Required actions:
[1] In the post comparing Swedish and American schools, why does the writer consider it safe to call the described experience typical of schooling in Sweden? Answer in one to three sentences.
[2] According to the post comparing Swedish and American schools, how long has the writer been attending school in Sweden?
[3] Write the next part of the post comparing Swedish and American schools, starting right after its final sentence.

Swedish Schools vs. American Schools

After attending school here in Sweden for a little over two months now, I have noticed some distinct key differences in how the schooling works here compared to America. As I have stated before, the news here in Sweden, is well to be honest, quite the snooze fest. However, the past few weeks one of the main stories has been how the test scores in Swedish schools have been significantly dropping the past few years. Once a country that was said to have some of the best schooling in the world, now finds themselves struggling to keep up.

I am not saying that I think the schools here are bad, not by any means. In fact, I think there are a few things that Sweden does a lot better than America with regards to the education program. I feel as this post will also help a lot of the kids who are thinking of studying abroad in Sweden, as the most common question people ask me is often “What is school like?”

Last disclaimer, I would like to reiterate that this is based off of my experiences and schools I attend. Each school is different, I am sure there are some schools in Sweden that are the complete opposite of what I am going to describe. That being said, I have now gotten to know over 20 exchange students and after talking with all of them, who come from all over Sweden, and attend all different schools, we ALL agree on the major points that I will discuss. Due to this, I feel as though it is safe to say that in general this is what the schooling in Sweden looks is like.

  1. Cell Phones

The first major difference I noticed in my Swedish school was the use of cell phones/electronics in the classrooms. In America, if a teacher sees you using your phone in a classroom you are dead meat. Here, in Sweden kids have their phones out from the begging of class to the end. Right on the table, most even text, go on Facebook, listen to music, all while the class goes on. I have even seen a kid answer a call and walk out of class right smack in the middle of the lesson. The teachers here do not say I thing. After two months this is something I am still not used to, and quite frankly I think this could be a big reason why the Swedish schools test scores are suffering so much. The kids are so busy are their phones they have no idea what is going on in class.

Dataset content:
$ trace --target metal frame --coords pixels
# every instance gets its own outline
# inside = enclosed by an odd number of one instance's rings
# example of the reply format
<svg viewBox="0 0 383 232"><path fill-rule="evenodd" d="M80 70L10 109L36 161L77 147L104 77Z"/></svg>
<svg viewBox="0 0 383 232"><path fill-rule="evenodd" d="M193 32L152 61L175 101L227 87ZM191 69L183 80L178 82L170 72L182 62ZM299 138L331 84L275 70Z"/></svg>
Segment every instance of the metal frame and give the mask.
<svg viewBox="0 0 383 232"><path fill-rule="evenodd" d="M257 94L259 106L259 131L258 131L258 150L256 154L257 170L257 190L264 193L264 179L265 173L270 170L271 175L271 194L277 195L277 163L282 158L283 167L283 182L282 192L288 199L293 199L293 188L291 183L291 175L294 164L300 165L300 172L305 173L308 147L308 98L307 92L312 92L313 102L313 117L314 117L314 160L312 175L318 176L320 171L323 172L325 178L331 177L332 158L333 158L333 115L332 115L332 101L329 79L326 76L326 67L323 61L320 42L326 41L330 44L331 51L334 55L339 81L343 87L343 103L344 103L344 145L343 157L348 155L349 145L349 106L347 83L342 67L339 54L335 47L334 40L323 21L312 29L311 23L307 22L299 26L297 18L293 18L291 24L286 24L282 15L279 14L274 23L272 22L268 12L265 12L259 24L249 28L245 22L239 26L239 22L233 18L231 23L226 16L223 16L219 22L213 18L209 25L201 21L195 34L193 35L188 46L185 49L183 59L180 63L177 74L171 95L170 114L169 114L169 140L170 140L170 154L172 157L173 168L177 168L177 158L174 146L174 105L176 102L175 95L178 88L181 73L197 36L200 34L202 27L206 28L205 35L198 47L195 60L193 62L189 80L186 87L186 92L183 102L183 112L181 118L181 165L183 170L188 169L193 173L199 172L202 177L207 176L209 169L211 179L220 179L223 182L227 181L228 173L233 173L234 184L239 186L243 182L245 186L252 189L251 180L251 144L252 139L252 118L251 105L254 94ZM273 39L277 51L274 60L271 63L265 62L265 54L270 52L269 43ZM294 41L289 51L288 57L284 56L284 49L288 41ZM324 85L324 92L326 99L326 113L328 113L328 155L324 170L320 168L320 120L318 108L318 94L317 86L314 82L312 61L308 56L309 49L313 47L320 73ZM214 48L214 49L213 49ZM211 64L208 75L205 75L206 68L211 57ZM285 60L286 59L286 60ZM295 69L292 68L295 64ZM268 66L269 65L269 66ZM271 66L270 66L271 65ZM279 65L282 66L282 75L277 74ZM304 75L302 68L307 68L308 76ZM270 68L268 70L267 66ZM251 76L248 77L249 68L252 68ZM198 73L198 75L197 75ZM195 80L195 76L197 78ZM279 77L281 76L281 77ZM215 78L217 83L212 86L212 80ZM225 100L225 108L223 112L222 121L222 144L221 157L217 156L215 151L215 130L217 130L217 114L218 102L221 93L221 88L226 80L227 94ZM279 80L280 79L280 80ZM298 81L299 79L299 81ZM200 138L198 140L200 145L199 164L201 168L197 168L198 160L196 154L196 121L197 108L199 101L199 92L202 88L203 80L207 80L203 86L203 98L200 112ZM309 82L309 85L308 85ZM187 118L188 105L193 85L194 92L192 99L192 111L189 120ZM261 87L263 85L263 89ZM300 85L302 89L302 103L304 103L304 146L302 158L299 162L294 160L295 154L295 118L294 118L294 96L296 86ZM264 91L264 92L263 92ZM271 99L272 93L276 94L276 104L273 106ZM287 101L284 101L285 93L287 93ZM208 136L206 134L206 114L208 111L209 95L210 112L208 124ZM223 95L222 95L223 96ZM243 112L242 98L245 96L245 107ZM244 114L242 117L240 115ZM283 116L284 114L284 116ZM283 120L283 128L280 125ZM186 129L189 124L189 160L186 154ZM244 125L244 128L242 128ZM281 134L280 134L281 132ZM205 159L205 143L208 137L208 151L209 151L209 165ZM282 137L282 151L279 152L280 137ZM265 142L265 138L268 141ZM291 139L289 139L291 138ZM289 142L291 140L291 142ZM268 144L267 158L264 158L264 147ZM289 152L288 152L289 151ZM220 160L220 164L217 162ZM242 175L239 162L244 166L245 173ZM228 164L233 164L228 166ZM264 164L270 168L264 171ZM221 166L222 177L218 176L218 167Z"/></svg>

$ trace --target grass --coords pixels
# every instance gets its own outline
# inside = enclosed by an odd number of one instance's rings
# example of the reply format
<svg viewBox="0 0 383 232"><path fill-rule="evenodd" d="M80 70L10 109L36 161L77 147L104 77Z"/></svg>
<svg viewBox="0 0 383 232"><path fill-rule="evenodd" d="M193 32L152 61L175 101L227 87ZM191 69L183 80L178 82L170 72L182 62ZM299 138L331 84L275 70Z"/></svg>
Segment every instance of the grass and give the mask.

Answers to the problems:
[1] The writer has met more than 20 exchange students who come from all over Sweden and attend many different schools. All of them agree on the major points the post covers, so the writer considers the description generally accurate.

[2] A little over two months.

[3]
  1. Tardiness

In America we take tardiness pretty seriously. You get 3 free tries then its detention time. All classes start on time and we have bells to signify this so there are no discrepancies. In Sweden, there are no bells because everyone has such different classes, so they use somewhat of an honor system for being on time to class. An honor system which people completely take advantage of if you ask me. I would say about half the class arrives on time. The rest trickle in 10, 15, 30, minutes late. Basically whenever they want, as there is no punishment. The teachers do not even get mad. When a kid walks in late and disrupts the class the teacher merely nods, smiles, and says hello.

  1. Absent Teachers

This one is also very strange to me. When a teacher is gone in America, we have “substitute teachers” to take their place. In Sweden, they just cancel class. I would say on average I have 2 classes canceled a week because a teacher is gone, at an appointment, etc. In America, I have never in my life had a class be canceled.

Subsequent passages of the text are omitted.